## BEGIN DOCUMENT SECTION
The year was 1977. Porter and Floyd Theard, two young black basketball disciples with ties to Denver and Colorado, were searching for ways to make their dreams of becoming a college basketball coach come true. There wasn’t a lot of opportunities for young black men almost 40 years ago. So when word reached them at the NCAA Tournament in Atlanta that the Regis College job in Denver was open, their interest perked up.

“Floyd was my best friend,” Porter said. “Both of us wanted to be a head coach, but we agreed that we’d never apply for the same job. We flipped a coin, and I won.”

Porter got the job and now, 38 years later, he’s approaching his last season as coach of the Rangers. Over the years, the little college nestled in the heart of north Denver has grown from a college to a university. While its notoriety has been swallowed up by the attention-grabbing professional game and major universities in the state, Porter stayed the course. He said he has no regrets.

“It has been a beautiful journey,” Porter said. “A journey from a little kid playing basketball with no shoes or a shirt and shooting hoops at crate baskets in Indianapolis to the most moving experience of being named to the (NCAA) rules committee about 10 years ago. There I was helping to make rules for the game in a meeting not more than four blocks away from where I grew up. I had to cry.”

Porter’s devotion to the game of basketball and playing the game as it should be played is undeniable. When he gives up the coaching chair after the upcoming season it’s appropriate that he will become an ambassador for Regis University. He also will continue as a director of the Porter-Billups Leadership Academy, along with Denver’s Mr. Basketball, Chauncey Billups.

The academy is designed to support the needs of inner-city youth. Porter can relate his experiences of growing up in Indianapolis.

“Our family was very poor,” Porter said. “There was trouble all around me where I grew up. I was at risk of getting involved. I spent some time in the principal’s office when I was in school, but I came through without any serious problems.”
## END DOCUMENT SECTION
## BEGIN EXCERPTED RECORDS
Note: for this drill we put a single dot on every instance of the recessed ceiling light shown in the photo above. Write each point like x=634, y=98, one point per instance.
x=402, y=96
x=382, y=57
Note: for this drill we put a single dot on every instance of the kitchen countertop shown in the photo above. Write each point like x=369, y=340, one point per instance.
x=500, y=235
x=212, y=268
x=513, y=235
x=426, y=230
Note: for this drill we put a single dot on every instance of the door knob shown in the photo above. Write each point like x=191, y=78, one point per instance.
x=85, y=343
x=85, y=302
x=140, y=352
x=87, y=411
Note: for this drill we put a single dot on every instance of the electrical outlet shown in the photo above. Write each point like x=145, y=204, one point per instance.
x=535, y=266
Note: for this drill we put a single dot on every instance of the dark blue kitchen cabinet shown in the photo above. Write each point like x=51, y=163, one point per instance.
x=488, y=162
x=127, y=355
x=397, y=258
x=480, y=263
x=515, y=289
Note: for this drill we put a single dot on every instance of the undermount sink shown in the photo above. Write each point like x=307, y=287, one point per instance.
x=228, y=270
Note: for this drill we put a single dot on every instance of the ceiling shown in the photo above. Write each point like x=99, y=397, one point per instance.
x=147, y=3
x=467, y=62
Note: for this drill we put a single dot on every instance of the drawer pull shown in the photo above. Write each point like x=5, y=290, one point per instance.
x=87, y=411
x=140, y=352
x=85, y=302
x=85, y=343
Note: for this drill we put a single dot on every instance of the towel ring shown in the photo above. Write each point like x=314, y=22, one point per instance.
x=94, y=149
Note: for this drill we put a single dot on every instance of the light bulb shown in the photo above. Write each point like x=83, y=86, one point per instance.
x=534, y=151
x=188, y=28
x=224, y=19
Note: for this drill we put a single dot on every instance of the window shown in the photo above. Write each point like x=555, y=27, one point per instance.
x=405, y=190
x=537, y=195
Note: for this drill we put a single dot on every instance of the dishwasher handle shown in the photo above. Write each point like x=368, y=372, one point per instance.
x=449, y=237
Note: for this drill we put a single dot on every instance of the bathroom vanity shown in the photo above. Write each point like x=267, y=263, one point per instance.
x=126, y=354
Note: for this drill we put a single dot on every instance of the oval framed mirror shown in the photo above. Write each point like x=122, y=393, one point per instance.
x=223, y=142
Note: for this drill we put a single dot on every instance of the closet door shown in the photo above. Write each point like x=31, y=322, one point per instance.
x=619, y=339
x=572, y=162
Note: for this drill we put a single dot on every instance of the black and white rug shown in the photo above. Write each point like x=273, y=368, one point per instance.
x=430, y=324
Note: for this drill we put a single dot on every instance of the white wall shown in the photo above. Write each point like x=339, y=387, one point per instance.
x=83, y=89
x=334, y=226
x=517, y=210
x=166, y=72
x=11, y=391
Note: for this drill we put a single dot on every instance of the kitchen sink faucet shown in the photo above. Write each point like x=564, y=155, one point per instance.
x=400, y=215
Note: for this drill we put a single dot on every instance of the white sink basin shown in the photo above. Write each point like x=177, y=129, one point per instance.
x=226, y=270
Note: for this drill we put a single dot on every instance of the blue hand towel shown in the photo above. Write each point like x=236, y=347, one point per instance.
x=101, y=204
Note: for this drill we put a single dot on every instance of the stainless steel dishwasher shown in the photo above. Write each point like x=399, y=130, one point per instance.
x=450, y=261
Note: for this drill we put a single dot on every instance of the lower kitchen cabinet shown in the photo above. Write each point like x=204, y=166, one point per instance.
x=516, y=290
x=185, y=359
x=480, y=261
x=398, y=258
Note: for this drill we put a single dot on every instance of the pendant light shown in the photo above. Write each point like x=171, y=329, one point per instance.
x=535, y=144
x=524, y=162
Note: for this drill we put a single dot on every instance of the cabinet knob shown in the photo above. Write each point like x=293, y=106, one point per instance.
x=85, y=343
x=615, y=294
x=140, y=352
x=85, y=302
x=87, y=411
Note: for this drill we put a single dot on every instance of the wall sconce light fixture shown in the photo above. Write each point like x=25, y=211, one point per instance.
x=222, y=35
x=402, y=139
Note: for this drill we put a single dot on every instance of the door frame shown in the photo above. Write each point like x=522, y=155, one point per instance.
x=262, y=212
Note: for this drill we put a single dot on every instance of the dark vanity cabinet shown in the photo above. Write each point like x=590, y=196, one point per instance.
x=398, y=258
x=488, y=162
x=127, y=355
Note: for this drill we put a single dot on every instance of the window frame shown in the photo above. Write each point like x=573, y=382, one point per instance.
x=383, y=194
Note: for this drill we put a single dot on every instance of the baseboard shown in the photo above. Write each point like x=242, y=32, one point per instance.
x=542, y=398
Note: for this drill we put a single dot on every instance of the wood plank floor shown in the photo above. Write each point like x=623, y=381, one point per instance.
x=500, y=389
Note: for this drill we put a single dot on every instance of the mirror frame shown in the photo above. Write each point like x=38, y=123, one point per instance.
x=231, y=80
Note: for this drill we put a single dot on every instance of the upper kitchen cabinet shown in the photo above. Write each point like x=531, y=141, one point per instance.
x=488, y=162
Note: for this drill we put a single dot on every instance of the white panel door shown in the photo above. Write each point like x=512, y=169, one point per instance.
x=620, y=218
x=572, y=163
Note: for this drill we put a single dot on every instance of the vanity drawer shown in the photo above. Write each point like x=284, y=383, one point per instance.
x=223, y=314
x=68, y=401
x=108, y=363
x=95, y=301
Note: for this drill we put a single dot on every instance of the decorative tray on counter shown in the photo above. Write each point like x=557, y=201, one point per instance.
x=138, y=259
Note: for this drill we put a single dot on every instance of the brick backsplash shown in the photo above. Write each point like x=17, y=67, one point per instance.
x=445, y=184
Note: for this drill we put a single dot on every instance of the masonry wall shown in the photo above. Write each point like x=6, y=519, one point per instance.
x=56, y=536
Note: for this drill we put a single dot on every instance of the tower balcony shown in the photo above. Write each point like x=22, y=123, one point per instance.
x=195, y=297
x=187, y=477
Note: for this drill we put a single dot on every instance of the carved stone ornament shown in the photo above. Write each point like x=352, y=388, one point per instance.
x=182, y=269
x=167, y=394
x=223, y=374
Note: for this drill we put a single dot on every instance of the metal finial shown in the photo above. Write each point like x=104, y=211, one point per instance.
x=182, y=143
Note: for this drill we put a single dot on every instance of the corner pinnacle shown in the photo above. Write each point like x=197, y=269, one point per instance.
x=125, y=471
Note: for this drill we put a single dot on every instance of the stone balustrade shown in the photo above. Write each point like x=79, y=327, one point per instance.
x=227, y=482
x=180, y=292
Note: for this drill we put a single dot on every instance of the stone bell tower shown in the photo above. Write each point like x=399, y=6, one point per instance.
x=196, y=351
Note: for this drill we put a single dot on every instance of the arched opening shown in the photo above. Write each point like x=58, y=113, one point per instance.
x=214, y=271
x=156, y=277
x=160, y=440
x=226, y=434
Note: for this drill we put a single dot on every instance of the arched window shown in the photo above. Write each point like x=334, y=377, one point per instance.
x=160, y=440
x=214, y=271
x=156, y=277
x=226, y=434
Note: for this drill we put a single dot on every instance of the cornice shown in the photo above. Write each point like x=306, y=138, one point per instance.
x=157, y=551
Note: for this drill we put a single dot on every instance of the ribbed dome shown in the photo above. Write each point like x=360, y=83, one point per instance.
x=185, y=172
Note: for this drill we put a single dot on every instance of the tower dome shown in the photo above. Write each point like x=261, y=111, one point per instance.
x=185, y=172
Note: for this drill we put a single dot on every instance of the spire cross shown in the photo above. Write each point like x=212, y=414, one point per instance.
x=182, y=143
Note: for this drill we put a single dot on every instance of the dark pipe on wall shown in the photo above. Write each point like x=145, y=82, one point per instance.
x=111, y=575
## END EXCERPTED RECORDS
■ WHAT TO WORK ON
A – Retype the passage about Porter's coaching career at Regis, starting at "Porter’s devotion to" and ending at "Basketball, Chauncey Billups.".
B – Translate this sentence from the passage about Porter's coaching career into Spanish: "The academy is designed to support the needs of inner-city youth."
C – In the passage about Porter's coaching career, how did Porter and Floyd Theard settle which of them would go after the Regis job?

■ SOLUTION SET
A –
Porter’s devotion to the game of basketball and playing the game as it should be played is undeniable. When he gives up the coaching chair after the upcoming season it’s appropriate that he will become an ambassador for Regis University. He also will continue as a director of the Porter-Billups Leadership Academy, along with Denver’s Mr. Basketball, Chauncey Billups.

B – La academia está diseñada para apoyar las necesidades de los jóvenes de los barrios marginados de la ciudad.

C – They flipped a coin, and Porter won.